*** Provided records

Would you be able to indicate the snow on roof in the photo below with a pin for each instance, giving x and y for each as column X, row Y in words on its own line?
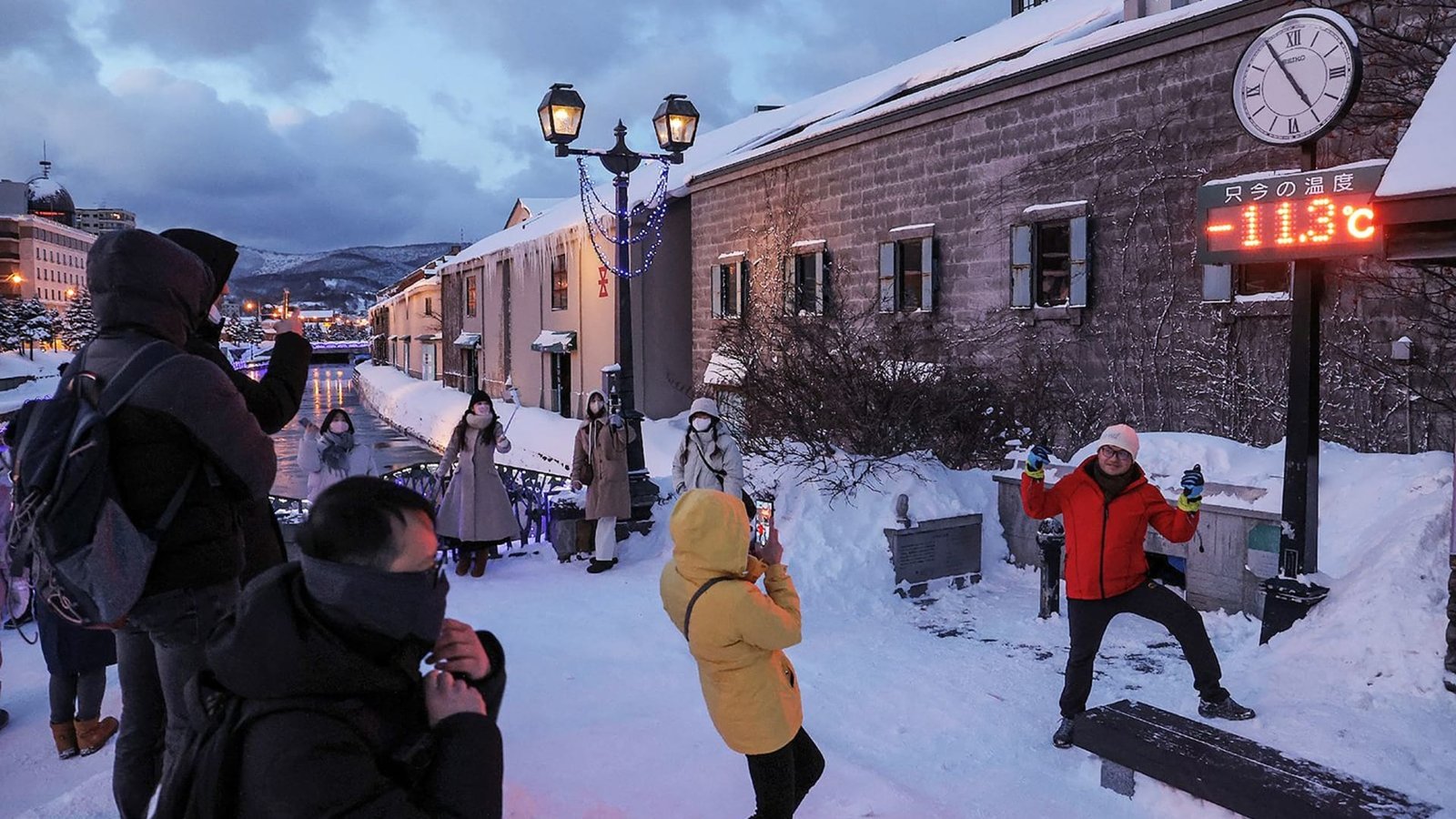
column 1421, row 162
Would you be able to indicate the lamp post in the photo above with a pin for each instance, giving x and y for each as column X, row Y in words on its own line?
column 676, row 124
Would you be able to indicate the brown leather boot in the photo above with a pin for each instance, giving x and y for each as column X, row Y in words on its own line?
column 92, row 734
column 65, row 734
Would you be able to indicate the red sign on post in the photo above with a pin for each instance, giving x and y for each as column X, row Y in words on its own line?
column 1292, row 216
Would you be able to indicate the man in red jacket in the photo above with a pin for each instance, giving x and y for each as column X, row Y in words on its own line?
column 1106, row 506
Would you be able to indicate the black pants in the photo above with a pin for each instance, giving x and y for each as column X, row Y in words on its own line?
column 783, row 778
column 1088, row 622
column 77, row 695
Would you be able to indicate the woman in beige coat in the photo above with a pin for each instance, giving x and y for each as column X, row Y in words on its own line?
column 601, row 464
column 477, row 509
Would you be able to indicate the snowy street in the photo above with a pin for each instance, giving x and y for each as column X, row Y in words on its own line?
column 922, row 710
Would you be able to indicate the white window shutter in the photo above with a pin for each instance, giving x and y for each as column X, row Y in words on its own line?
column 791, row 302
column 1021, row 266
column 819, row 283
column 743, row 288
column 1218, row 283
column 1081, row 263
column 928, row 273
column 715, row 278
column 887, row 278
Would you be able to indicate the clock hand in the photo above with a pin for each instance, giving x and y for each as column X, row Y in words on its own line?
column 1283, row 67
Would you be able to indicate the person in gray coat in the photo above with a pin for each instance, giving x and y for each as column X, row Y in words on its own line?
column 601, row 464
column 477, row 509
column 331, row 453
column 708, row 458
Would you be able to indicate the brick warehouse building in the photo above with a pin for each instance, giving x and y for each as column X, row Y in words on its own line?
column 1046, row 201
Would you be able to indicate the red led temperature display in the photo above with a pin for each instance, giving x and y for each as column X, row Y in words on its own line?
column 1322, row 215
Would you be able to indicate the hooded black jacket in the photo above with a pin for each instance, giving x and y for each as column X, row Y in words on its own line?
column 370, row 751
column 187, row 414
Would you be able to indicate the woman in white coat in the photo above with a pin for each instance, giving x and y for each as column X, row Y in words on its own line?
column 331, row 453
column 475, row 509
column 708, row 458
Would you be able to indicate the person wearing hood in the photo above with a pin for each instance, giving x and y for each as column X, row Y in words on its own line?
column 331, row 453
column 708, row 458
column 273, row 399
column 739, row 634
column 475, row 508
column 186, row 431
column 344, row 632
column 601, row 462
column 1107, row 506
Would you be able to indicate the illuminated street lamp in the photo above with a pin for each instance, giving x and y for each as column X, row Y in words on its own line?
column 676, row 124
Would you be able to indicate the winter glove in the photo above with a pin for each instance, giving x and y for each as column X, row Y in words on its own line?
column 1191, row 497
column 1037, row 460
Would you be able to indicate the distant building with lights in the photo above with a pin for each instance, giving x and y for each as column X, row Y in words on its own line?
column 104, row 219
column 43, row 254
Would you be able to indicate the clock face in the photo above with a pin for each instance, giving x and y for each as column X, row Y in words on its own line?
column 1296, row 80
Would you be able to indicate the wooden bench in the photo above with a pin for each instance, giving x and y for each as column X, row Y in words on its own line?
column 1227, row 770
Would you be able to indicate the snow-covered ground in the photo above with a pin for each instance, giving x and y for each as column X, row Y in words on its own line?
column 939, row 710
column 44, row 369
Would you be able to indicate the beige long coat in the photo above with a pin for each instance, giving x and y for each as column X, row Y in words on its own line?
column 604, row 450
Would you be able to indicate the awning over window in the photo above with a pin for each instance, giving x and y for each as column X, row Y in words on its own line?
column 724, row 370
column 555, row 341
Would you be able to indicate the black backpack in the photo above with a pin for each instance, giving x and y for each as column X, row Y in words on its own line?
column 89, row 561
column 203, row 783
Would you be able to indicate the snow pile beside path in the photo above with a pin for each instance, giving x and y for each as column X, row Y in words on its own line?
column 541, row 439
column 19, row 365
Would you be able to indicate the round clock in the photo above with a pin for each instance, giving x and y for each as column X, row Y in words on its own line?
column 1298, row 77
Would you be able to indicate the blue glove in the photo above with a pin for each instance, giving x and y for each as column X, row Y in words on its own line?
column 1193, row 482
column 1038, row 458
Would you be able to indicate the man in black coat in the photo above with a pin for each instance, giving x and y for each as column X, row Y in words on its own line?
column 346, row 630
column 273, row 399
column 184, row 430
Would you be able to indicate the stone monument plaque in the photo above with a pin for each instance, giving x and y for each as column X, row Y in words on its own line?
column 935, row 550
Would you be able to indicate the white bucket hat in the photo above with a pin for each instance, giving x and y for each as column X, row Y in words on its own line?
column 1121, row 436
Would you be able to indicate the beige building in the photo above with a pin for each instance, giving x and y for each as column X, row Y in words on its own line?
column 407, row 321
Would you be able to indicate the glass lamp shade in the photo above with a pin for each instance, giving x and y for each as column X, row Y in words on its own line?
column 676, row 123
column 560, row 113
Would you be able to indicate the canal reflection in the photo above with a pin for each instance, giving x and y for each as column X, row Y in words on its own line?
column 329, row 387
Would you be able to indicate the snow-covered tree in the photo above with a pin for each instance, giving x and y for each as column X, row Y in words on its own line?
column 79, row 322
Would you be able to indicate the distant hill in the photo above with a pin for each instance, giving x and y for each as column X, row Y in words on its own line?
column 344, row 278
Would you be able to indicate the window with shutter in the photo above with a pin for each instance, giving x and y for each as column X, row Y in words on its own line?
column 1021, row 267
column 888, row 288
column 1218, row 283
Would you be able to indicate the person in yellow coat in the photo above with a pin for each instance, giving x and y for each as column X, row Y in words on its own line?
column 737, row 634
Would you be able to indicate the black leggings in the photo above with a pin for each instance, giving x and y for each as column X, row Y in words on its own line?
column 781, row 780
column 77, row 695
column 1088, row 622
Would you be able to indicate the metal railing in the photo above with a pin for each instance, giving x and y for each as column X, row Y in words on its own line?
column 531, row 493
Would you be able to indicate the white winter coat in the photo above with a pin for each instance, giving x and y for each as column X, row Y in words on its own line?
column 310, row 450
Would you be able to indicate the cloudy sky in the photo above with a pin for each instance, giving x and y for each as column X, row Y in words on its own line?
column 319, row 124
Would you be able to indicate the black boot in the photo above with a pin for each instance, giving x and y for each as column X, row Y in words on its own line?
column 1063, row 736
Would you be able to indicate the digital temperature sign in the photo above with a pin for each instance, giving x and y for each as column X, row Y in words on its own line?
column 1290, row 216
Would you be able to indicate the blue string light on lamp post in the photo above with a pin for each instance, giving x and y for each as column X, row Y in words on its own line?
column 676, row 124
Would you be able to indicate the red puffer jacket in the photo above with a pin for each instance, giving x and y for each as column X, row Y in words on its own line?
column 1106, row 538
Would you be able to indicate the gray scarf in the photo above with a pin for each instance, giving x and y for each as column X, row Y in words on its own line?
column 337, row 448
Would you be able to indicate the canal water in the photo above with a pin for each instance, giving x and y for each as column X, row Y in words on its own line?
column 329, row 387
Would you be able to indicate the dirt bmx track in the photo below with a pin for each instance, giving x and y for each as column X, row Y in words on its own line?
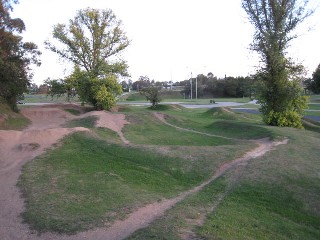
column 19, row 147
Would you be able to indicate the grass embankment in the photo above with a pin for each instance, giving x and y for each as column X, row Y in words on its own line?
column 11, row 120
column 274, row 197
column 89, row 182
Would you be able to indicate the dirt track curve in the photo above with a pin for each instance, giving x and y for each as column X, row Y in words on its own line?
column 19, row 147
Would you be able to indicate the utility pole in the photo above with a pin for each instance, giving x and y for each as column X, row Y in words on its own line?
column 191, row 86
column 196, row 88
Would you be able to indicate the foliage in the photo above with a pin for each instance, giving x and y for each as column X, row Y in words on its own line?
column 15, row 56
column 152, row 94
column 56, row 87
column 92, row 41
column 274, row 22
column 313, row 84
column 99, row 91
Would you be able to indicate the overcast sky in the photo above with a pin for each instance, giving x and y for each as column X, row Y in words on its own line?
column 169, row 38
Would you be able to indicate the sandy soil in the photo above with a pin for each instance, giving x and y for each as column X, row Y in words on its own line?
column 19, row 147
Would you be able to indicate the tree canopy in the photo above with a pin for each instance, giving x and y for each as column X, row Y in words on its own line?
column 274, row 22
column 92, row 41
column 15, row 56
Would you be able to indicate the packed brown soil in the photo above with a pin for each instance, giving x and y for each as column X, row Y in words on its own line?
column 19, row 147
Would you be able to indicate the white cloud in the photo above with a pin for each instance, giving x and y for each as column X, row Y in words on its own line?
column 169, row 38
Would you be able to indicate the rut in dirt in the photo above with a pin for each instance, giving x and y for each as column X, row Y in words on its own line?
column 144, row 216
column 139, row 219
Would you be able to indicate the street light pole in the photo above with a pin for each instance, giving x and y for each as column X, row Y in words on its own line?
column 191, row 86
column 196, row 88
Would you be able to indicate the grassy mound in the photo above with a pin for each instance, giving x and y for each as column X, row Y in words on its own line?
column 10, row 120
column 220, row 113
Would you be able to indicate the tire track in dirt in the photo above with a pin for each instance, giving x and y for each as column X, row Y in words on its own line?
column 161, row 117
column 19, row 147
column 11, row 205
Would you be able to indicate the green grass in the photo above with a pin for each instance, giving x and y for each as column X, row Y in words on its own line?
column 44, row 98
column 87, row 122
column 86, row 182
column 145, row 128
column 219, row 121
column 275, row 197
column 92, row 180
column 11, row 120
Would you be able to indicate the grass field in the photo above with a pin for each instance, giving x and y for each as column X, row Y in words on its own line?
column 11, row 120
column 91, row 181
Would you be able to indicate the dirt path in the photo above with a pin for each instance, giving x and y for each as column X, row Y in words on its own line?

******

Render the items as a two-column CSV headed item_text and answer, starting with the line that contains "Would you be able to indicate the foliage" and going on through the line that contains "column 99, row 91", both included. Give one row per item, with its text and its answer each in a single quoted field and every line break replaced by a space.

item_text,answer
"Would you be able to indicate the foliage in the photo above with a pin for each instance, giving x and y for each as column X, row Y in words on its own line?","column 15, row 56 column 152, row 94 column 56, row 87 column 92, row 41 column 274, row 22 column 313, row 84 column 99, row 91"